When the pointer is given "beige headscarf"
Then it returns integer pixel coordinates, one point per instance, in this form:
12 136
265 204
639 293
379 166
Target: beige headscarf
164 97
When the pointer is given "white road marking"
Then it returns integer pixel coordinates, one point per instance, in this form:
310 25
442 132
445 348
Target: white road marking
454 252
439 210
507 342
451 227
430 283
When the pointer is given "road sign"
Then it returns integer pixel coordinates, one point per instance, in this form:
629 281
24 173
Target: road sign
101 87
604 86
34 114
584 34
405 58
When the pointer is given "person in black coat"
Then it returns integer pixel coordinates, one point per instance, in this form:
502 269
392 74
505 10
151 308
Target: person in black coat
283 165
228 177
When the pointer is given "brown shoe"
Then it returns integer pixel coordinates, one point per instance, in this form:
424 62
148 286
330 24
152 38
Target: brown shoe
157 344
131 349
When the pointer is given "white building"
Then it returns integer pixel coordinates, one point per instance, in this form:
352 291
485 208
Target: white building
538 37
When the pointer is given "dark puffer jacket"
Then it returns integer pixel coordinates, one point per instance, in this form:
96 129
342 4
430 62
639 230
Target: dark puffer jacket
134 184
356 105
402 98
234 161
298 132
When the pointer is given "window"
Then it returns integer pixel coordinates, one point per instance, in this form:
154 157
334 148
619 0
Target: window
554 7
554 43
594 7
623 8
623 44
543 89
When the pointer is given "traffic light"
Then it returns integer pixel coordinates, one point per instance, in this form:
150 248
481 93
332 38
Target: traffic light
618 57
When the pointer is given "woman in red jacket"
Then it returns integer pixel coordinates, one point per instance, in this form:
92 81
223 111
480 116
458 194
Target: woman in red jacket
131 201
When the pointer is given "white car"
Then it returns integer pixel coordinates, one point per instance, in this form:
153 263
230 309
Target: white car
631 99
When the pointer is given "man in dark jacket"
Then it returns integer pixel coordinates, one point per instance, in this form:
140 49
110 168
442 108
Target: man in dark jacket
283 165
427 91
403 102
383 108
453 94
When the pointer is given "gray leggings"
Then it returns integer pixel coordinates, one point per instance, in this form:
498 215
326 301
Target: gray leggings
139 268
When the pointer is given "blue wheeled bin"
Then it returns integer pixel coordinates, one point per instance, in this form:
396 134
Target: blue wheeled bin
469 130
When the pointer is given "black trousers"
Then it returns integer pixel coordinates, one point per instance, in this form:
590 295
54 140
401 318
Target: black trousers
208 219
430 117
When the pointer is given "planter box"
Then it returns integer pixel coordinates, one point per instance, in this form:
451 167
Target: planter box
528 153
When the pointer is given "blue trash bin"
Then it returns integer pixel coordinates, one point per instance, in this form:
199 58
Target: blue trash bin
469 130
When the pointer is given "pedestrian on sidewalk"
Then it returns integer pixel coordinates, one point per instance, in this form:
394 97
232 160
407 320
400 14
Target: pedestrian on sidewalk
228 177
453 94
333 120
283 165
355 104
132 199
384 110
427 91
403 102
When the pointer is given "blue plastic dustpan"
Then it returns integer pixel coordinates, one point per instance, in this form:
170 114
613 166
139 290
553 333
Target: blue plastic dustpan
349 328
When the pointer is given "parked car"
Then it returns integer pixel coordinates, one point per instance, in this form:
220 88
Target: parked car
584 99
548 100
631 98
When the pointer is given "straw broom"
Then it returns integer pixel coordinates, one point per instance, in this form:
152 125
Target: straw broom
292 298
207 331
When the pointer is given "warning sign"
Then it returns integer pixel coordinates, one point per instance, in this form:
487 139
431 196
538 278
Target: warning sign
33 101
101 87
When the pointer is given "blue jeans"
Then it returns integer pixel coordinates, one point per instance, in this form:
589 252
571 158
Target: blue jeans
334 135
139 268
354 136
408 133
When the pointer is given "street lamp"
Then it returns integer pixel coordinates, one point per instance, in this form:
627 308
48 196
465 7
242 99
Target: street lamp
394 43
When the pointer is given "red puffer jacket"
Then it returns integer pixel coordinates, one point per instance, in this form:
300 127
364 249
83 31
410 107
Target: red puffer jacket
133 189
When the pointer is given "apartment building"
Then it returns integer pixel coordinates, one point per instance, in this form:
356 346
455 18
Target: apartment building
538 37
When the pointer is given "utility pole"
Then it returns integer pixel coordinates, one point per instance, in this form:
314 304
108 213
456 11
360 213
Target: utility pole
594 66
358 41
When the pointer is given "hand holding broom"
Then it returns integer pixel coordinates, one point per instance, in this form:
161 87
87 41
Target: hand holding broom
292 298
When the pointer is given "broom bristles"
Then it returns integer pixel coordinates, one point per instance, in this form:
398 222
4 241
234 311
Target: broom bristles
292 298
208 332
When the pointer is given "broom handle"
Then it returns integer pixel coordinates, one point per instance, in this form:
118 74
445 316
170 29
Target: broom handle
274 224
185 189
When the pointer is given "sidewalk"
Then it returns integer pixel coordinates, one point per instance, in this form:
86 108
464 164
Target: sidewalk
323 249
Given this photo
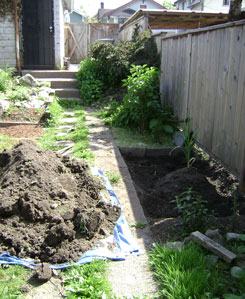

WRITTEN INSTRUCTION:
Report every line in the data above that contains the word "woman", copying each line in full.

ANSWER:
When the pointer is given "woman in red jacket"
Target: woman in red jacket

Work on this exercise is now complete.